## Work required
Exactly reproduce the lines from the line that has "For the evaluation, point out each instance of the black" down to the last line of the entries, inclusive.
========
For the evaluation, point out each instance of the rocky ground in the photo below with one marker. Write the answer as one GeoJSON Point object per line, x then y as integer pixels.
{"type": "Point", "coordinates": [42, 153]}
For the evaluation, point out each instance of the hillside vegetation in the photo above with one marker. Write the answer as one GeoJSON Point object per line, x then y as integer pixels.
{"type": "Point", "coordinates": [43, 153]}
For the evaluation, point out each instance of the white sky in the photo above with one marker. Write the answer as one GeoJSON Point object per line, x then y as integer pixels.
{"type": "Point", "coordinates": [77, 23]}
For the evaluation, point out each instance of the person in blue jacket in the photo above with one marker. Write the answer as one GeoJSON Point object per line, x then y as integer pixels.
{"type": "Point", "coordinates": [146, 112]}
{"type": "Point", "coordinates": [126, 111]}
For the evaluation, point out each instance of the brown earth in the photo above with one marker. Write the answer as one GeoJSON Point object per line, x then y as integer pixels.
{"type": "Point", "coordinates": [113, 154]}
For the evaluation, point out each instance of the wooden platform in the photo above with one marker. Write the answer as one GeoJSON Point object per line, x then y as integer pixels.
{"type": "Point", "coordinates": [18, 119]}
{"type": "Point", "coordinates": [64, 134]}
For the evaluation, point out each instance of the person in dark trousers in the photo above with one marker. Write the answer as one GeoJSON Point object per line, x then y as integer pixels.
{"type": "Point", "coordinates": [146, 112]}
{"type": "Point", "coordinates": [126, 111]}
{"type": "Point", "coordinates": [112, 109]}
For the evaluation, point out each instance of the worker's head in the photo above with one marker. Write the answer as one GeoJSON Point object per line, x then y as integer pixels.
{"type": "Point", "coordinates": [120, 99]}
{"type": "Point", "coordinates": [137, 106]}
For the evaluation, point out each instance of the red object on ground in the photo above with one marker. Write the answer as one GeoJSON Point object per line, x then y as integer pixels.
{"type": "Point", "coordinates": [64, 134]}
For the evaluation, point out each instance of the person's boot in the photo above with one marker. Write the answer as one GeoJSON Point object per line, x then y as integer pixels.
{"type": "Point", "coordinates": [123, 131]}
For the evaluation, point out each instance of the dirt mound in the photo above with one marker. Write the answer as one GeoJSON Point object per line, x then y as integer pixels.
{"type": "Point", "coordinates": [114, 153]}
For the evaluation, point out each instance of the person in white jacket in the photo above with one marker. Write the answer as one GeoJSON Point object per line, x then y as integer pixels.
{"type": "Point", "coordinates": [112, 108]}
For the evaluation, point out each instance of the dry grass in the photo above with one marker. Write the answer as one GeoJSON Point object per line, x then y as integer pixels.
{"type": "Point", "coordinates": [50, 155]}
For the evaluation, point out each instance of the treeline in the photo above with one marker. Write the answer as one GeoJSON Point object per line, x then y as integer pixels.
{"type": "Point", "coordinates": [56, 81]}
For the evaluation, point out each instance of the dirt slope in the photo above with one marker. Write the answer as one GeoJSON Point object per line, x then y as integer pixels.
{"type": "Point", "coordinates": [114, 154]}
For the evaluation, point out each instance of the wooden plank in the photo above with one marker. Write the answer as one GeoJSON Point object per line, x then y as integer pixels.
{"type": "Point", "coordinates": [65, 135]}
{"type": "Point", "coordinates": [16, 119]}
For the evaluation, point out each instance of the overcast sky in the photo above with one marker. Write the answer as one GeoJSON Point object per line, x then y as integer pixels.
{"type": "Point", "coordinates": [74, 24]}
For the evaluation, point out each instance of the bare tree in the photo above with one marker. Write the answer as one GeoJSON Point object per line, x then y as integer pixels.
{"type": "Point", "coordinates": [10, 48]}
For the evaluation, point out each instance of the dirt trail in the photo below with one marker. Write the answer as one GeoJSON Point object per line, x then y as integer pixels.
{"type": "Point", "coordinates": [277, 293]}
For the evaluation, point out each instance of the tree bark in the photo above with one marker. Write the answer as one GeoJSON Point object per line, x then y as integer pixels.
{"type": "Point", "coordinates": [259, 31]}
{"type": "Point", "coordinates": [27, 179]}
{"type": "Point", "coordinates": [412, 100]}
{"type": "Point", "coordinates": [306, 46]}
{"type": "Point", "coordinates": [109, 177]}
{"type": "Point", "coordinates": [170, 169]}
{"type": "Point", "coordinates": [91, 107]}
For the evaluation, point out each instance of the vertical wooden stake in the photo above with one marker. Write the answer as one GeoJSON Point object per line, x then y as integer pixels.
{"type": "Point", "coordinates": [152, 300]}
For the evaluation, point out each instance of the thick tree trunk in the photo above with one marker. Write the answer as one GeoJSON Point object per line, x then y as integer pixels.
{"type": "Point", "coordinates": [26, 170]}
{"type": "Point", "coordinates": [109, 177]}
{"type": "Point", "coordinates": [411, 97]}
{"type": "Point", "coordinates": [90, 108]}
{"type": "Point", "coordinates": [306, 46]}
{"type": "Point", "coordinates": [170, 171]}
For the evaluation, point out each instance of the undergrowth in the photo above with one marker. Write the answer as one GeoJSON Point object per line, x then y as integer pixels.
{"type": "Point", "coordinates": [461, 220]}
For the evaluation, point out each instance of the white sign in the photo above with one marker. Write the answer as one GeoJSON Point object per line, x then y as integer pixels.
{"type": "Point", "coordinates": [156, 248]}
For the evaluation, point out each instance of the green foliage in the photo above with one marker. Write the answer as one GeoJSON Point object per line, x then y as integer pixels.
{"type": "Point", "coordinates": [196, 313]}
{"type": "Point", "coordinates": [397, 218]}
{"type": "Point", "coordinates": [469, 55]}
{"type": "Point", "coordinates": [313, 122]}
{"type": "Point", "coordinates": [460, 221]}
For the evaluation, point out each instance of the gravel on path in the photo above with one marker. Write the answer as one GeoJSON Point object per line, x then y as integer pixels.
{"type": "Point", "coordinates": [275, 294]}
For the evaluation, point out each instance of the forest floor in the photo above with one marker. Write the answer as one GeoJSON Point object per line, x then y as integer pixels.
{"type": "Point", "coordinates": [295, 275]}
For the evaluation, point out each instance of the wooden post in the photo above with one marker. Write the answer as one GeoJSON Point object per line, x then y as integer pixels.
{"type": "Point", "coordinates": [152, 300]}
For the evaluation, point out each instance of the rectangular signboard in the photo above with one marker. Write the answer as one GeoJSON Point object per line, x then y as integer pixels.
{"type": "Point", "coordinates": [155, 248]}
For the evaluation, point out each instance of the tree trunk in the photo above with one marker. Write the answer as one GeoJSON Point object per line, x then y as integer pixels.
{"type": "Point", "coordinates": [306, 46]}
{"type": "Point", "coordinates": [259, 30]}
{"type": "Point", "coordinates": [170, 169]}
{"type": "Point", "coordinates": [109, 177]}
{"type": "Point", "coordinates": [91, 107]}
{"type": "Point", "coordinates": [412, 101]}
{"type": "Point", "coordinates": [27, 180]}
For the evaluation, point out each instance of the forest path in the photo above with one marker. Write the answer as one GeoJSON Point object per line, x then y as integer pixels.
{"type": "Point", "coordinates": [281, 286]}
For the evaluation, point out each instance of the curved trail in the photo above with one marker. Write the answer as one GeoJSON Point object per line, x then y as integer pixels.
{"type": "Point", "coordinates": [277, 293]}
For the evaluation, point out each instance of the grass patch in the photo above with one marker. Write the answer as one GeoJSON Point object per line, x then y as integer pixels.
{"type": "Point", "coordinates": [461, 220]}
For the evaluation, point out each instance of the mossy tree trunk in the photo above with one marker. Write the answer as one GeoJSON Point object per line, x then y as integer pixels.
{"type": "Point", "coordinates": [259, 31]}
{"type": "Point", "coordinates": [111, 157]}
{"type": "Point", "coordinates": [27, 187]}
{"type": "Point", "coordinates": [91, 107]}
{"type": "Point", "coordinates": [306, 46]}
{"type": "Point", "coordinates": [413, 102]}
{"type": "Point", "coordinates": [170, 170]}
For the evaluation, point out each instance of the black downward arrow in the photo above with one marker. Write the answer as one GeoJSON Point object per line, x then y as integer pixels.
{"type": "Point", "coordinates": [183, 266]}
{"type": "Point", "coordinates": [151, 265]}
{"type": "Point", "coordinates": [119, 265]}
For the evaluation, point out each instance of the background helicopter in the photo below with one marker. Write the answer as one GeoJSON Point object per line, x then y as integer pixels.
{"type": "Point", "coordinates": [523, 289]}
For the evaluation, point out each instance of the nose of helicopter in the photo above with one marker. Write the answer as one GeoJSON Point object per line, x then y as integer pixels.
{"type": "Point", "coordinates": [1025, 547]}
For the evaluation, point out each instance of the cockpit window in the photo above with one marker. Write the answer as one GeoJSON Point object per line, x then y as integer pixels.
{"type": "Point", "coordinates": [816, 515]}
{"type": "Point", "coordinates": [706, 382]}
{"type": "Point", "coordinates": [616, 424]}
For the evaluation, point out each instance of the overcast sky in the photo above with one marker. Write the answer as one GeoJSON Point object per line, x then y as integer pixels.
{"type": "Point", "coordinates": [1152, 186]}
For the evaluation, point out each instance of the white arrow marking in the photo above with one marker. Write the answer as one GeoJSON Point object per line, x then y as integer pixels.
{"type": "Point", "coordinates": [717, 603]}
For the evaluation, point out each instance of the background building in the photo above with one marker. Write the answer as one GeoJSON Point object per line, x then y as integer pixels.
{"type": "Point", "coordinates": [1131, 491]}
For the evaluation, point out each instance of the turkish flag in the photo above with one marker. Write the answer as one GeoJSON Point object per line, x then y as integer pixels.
========
## Response to the task
For the evaluation, point out each instance of the black downward arrow in the photo above with one marker. Write the answer as one GeoJSON Point object per line, x then y as integer pixels.
{"type": "Point", "coordinates": [183, 266]}
{"type": "Point", "coordinates": [151, 265]}
{"type": "Point", "coordinates": [119, 265]}
For the evaluation, point out each instance of the background helicopter in the photo below with one marker. Write the answer as one GeoJSON Point object per line, x then y as integer pixels.
{"type": "Point", "coordinates": [523, 289]}
For the evaluation, point out each instance of the nose of helicopter in the photo above with one marker. Write the answer as one GeoJSON Point object per line, x then y as integer pixels.
{"type": "Point", "coordinates": [1025, 547]}
For the evaluation, point out each instance of the cockpit window in the photo above with one marker. Write the answer as one GeoJSON Point object per line, x then y as integer pixels.
{"type": "Point", "coordinates": [816, 515]}
{"type": "Point", "coordinates": [706, 382]}
{"type": "Point", "coordinates": [616, 424]}
For the evaluation, point out each instance of the overcast sky in the photo above with one marker. Write the answer as one GeoJSON Point object per line, x then y as integer pixels.
{"type": "Point", "coordinates": [1152, 186]}
For the evaluation, point out each instance of the white arrow marking in the photo above with one marker. Write the answer as one GeoJSON Point object per line, x then y as integer pixels.
{"type": "Point", "coordinates": [717, 603]}
For the evaluation, point out each instance of the background building in the photo above with one marker. Write the answer as one GeoJSON Point object per line, x then y as integer pixels.
{"type": "Point", "coordinates": [1131, 491]}
For the evaluation, point out each instance of the turkish flag in the photo above with one marker. Write the answer as one GeoJSON Point object per line, x then y as integer pixels.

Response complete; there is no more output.